| BRIEF A |
Which rows among the stored dataset items contain the word "after"? Pick out each of those rows and copy it in full.

| TEXT |

★ ★ ★ ★ ★ ★ ★

I read back over what I just wrote and wonder if I should even say that much.
Let’s move on to a happier subject. I am going to see Brad Paisley in concert on Sept. 11! I can’t even tell you how excited I am about that! I’ve wanted to see him for awhile now, but I couldn’t find anyone to go with me. He came to town for the Houston Livestock Show and Rodeo and nobody would agree to go. I wasn’t about to go alone. He’s coming again and this time I get to go. OH my gosh….BRAD PAISLEY!!!! I asked a friend if she would go with me, and she said yes. She ended up getting the tickets for me for my birthday. And she doesn’t even like country music. Poor thing will just have to suffer through it.
And in other news I bought a vanilla lime candle at Yankee Candle the other day. It smells very much like a margarita which makes me happy. I LOVE candles. I love margaritas too, but that’s another story.
See…this is what happens when I can’t talk about what I want to talk about. You get random drivel.
Speaking of random drivel…my sister wants to talk to me tomorrow night. Big huge sigh. It won’t be random at all. There is purpose in her visit. I predict sad and mad as her response to what is going on. And unlike with my dad I expect to see the anger.
Ok…I have to stop now. I am getting frustrated that I have to hold my tongue. I can’t wait for the freedom to say whatever the hell I want. I can’t wait!

★ ★ ★ ★ ★ ★ ★

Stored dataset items

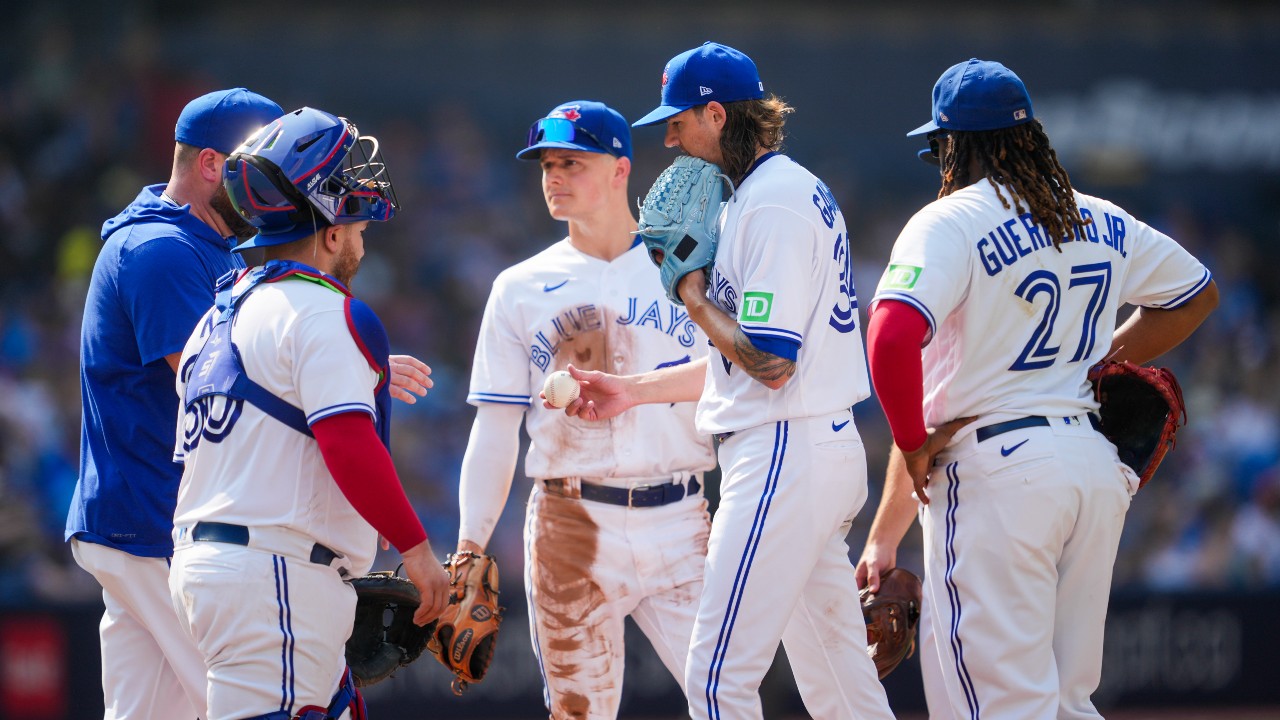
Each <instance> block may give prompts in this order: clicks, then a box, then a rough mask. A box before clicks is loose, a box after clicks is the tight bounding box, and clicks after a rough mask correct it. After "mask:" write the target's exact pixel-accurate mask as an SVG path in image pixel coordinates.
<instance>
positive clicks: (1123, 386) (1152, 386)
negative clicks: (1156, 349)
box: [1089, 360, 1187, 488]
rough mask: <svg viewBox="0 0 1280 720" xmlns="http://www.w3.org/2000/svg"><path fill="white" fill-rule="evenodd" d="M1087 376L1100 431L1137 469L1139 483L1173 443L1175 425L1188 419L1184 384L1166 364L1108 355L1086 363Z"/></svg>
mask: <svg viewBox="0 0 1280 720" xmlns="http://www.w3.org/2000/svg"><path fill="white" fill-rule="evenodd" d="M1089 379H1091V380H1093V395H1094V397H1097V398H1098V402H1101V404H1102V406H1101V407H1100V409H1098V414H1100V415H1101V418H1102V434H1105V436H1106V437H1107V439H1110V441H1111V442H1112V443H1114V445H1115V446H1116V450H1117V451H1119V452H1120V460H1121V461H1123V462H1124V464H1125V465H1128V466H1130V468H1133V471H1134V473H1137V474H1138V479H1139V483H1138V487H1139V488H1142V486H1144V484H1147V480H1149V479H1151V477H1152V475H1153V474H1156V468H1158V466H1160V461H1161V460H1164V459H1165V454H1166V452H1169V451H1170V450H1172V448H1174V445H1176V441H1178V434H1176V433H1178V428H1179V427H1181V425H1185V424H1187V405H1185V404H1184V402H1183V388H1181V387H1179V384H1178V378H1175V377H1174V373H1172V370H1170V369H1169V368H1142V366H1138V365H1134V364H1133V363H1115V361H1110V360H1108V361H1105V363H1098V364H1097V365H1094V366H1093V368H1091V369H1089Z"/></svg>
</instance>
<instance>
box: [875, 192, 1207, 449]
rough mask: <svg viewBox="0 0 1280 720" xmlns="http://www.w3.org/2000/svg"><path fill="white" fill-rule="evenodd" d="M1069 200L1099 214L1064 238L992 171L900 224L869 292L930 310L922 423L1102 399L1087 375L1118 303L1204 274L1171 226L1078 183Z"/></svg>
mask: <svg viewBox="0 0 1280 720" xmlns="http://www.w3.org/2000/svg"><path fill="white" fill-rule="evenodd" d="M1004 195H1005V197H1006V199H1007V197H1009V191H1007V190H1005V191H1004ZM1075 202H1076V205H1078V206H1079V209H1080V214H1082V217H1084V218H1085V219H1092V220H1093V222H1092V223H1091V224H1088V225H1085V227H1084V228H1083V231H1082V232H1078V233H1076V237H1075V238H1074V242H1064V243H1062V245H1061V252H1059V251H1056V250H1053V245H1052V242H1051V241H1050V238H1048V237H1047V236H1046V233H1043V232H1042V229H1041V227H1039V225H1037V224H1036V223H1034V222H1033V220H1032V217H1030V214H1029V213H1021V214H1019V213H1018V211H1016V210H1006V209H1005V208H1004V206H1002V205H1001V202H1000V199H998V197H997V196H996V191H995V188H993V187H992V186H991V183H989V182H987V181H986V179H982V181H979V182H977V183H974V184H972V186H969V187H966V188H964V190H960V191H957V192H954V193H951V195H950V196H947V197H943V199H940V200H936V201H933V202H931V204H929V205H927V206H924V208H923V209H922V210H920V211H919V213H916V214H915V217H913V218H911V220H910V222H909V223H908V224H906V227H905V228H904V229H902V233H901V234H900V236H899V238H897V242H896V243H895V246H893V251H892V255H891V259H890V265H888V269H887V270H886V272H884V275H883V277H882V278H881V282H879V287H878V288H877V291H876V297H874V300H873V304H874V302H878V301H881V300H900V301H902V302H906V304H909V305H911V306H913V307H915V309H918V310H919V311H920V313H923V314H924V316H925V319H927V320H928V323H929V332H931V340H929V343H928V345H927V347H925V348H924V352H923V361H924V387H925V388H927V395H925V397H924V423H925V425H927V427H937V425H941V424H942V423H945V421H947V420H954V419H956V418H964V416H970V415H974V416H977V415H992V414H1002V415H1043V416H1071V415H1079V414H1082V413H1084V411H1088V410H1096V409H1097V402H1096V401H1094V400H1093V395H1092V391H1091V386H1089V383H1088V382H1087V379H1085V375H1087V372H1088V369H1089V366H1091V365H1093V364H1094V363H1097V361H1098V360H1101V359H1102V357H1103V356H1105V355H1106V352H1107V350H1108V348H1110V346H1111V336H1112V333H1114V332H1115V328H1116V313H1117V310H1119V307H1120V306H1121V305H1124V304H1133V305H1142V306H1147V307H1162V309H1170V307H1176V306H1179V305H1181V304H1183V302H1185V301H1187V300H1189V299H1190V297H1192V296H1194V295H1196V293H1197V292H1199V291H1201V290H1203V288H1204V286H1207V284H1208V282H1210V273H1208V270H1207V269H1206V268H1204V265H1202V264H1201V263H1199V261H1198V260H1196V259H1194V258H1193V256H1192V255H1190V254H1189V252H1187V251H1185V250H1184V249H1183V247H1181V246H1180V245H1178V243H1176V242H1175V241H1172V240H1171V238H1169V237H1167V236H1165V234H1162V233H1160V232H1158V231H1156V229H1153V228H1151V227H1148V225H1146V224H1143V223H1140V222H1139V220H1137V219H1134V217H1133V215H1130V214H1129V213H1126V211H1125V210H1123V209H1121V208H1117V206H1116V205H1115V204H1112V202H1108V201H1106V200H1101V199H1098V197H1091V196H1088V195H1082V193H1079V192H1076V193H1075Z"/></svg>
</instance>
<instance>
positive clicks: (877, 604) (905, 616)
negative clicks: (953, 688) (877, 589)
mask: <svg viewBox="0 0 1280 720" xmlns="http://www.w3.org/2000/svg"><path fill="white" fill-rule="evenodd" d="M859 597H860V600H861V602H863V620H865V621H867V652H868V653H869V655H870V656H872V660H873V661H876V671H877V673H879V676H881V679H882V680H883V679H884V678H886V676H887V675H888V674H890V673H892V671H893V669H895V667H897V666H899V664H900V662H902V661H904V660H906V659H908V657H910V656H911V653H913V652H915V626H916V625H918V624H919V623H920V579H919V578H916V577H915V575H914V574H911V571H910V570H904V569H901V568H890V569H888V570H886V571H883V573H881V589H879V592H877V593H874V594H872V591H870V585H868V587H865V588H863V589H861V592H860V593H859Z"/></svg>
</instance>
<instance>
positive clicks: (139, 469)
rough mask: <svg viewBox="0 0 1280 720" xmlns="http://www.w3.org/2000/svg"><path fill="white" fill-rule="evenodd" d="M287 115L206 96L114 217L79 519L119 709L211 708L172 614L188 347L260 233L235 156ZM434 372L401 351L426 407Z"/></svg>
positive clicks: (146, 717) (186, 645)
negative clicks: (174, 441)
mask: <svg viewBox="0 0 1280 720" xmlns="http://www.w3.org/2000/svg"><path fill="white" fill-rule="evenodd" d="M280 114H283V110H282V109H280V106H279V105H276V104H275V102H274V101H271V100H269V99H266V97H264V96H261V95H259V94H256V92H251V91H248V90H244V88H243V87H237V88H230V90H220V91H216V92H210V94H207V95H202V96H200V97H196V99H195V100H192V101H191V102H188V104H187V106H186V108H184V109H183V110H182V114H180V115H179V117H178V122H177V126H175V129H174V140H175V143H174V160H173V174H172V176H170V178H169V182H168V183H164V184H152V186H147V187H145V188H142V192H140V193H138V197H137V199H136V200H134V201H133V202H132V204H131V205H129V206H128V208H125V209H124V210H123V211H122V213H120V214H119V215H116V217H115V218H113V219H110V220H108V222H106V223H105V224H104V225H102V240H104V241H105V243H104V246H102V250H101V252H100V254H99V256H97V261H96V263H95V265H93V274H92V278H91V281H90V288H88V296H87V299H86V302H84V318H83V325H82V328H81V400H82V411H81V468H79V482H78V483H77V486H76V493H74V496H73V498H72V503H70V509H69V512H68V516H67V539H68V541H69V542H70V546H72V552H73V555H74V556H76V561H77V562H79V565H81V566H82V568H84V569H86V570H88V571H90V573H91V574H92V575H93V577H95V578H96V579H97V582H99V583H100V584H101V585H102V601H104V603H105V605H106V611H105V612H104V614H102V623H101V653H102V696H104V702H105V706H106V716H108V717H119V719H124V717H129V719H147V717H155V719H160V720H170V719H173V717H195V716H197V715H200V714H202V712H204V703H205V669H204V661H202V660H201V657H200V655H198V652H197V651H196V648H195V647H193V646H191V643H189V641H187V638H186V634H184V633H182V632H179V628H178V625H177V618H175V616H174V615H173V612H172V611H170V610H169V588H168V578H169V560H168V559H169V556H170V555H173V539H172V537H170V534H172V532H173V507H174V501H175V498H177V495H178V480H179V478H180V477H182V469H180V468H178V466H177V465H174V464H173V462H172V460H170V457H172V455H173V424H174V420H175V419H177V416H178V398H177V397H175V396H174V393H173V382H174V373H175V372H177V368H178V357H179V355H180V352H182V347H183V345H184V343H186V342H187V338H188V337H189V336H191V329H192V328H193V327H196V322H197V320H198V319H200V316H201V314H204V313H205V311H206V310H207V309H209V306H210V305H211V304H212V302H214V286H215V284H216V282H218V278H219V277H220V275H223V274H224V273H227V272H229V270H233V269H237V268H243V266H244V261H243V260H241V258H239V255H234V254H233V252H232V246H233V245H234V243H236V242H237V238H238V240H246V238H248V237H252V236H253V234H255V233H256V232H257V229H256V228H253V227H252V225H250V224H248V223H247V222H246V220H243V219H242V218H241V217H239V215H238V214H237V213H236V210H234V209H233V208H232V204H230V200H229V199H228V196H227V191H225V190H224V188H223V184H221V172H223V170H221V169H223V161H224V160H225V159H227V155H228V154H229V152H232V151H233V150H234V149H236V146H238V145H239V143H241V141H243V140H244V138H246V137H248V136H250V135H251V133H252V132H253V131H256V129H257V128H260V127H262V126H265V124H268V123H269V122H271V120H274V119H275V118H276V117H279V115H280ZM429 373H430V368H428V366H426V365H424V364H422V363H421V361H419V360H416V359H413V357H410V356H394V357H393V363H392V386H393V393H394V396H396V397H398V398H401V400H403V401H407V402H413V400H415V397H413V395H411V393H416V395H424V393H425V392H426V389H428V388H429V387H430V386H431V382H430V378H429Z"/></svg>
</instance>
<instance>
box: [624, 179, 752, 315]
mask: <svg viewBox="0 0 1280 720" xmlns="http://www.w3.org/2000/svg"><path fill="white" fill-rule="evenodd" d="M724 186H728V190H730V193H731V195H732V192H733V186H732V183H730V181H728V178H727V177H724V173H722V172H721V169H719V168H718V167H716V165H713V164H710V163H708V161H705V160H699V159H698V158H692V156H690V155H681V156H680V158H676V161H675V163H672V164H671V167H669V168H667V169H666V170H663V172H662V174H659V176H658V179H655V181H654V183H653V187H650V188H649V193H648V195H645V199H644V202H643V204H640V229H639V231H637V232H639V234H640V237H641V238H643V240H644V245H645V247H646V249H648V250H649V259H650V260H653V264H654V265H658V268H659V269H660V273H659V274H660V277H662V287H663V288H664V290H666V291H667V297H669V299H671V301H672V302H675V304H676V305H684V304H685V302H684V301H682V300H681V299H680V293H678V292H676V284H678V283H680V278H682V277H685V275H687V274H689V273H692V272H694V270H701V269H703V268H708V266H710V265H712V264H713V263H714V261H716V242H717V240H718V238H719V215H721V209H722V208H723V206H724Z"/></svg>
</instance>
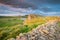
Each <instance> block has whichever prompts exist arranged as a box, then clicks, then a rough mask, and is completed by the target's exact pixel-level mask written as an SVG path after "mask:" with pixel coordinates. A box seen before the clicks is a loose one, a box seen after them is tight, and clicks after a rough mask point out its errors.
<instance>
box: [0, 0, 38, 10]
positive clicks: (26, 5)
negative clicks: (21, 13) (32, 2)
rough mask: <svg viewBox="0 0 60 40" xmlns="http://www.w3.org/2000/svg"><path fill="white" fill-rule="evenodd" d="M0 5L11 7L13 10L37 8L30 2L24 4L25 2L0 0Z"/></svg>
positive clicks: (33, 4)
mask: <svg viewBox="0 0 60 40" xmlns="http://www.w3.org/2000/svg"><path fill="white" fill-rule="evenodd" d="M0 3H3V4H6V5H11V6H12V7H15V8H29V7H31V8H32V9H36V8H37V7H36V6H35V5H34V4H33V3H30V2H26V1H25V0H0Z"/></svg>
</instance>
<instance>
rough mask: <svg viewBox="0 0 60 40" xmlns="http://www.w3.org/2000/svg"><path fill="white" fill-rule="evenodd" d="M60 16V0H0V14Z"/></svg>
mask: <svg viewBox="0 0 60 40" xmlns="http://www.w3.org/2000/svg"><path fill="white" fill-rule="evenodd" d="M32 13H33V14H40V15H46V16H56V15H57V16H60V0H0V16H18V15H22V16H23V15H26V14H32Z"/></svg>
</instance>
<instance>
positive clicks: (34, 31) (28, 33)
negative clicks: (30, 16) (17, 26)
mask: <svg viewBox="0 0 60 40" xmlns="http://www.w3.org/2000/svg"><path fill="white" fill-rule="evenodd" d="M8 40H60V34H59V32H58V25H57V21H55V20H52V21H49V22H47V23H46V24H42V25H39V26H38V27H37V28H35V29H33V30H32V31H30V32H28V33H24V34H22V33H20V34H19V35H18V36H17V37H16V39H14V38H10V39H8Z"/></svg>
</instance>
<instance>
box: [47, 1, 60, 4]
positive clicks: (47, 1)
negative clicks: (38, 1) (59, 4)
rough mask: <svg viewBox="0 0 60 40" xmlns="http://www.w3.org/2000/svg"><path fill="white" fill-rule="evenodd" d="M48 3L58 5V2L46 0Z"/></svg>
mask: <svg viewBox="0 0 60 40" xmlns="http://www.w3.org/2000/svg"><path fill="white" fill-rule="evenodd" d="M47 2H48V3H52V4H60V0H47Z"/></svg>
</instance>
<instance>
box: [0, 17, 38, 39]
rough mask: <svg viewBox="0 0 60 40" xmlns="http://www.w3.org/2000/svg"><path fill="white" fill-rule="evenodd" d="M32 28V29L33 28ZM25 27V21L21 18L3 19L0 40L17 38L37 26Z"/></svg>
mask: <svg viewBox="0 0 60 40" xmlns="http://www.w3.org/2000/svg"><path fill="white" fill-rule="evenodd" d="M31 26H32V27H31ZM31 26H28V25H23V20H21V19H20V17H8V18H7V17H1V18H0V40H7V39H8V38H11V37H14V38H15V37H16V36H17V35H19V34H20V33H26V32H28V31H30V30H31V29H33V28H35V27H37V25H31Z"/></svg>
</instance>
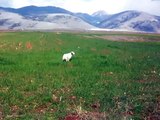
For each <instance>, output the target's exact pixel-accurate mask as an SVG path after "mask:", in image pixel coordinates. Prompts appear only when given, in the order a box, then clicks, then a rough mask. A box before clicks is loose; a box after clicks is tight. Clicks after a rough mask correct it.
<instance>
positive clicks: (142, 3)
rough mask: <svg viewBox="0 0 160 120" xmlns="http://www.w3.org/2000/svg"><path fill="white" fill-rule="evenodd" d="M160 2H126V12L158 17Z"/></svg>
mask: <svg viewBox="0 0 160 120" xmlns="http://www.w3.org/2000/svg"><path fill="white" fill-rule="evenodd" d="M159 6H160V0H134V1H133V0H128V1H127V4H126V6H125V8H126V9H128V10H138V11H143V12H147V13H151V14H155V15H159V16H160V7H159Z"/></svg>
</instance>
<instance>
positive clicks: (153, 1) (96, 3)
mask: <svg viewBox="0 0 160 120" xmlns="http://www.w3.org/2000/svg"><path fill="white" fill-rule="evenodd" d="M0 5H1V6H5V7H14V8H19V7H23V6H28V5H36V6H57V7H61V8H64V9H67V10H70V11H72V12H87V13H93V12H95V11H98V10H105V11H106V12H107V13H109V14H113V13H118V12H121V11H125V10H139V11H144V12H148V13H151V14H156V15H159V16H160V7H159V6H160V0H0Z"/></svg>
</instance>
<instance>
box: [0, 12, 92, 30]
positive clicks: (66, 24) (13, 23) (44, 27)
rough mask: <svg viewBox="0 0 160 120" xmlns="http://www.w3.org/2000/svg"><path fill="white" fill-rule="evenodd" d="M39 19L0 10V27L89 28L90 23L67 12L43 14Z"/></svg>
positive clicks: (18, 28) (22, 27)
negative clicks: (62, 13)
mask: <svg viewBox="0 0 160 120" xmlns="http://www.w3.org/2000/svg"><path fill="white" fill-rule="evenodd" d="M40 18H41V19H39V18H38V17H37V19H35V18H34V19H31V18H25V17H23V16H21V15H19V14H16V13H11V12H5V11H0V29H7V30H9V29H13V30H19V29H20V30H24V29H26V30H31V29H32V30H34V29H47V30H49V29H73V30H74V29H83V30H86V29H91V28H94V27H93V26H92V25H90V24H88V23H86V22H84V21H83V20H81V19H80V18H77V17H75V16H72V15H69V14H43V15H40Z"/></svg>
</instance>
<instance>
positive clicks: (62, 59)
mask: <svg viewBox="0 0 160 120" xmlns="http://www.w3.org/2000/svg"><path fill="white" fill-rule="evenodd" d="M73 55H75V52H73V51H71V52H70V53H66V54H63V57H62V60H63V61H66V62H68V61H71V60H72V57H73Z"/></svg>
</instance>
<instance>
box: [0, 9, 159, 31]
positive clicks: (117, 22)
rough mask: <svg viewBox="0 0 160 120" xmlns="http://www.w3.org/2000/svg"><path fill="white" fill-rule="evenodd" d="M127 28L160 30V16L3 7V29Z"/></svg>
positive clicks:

★ ★ ★ ★ ★ ★ ★

| BRIEF B |
Could you write out the blog post again, everything from "And in other" down to "I can’t wait!", updated so that "sister" is replaced by "brother"?

| RESPONSE BOX A |
Each <instance> block may give prompts in this order: clicks, then a box, then a rough mask. A box before clicks is loose, a box after clicks is the tight bounding box, and clicks after a rough mask correct it. After "mask:" write the target's exact pixel-accurate mask as an SVG path in image pixel coordinates.
Each <instance> block has whichever prompts exist arranged as a box, then clicks, then a rough mask, and is completed by the target's exact pixel-level mask written as an SVG path after "mask:" with pixel coordinates. A box seen before the clicks is a loose one, a box seen after them is tight, and clicks after a rough mask point out its errors.
For each <instance>, output the target's exact pixel-accurate mask as an SVG path after "mask:", in image pixel coordinates. Prompts appear only when given, in the order a box, then clicks, then a rough mask. A box before clicks is loose; a box after clicks is tight. Clicks after a rough mask correct it.

| RESPONSE BOX B |
And in other news I bought a vanilla lime candle at Yankee Candle the other day. It smells very much like a margarita which makes me happy. I LOVE candles. I love margaritas too, but that’s another story.
See…this is what happens when I can’t talk about what I want to talk about. You get random drivel.
Speaking of random drivel…my brother wants to talk to me tomorrow night. Big huge sigh. It won’t be random at all. There is purpose in her visit. I predict sad and mad as her response to what is going on. And unlike with my dad I expect to see the anger.
Ok…I have to stop now. I am getting frustrated that I have to hold my tongue. I can’t wait for the freedom to say whatever the hell I want. I can’t wait!